→ Task item:
Reproduce word for word the part of the passage on hiking trails starting at "Hikers can access" and ending at "Lochside Regional Trail.".
-------- Document passage
Hikers can access the trailhead from Highway 16, located east of Valemount - there is no fee for those hiking for a day. Once starting, hikers follow the Robson River and slowly ascend 800 metres (2,624 feet) to reach Berg Lake. Deviating from the trail are routes to scenic Kinney Lake, Toboggan Falls, Snowbird Pass, and Moose River.
Galloping Goose Trail
Measuring in at 55 kilometres, the Galloping Goose Trail is a rail trail connecting cities like Victoria and Leechtown on Vancouver Island. The trail, built for the Canadian National Railway, is no longer is service, but today is used for hiking, running, cycling, and other recreational activities.
Specific points of interest along the trail include the Selkirk Trestle and the Switch Bridge. The trail makes up a portion of the Trans-Canada Trail and connects with the Lochside Regional Trail.
----------------
-------- Material provided
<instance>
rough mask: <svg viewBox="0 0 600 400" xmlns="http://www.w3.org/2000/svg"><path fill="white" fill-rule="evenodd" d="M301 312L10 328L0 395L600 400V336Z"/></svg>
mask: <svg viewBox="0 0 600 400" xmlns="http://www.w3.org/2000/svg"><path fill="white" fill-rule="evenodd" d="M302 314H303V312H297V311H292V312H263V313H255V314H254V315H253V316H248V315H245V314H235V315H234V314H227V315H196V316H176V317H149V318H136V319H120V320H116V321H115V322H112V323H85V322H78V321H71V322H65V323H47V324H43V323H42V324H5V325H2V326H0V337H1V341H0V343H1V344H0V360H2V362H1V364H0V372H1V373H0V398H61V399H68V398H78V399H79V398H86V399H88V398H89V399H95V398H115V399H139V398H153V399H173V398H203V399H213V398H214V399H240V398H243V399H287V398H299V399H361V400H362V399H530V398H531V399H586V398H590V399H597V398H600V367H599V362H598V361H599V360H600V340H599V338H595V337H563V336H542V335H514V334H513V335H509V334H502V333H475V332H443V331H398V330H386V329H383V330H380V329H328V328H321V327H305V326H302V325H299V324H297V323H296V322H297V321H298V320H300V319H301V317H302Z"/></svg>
----------------
→ Answer for the task:
Hikers can access the trailhead from Highway 16, located east of Valemount - there is no fee for those hiking for a day. Once starting, hikers follow the Robson River and slowly ascend 800 metres (2,624 feet) to reach Berg Lake. Deviating from the trail are routes to scenic Kinney Lake, Toboggan Falls, Snowbird Pass, and Moose River.
Galloping Goose Trail
Measuring in at 55 kilometres, the Galloping Goose Trail is a rail trail connecting cities like Victoria and Leechtown on Vancouver Island. The trail, built for the Canadian National Railway, is no longer is service, but today is used for hiking, running, cycling, and other recreational activities.
Specific points of interest along the trail include the Selkirk Trestle and the Switch Bridge. The trail makes up a portion of the Trans-Canada Trail and connects with the Lochside Regional Trail.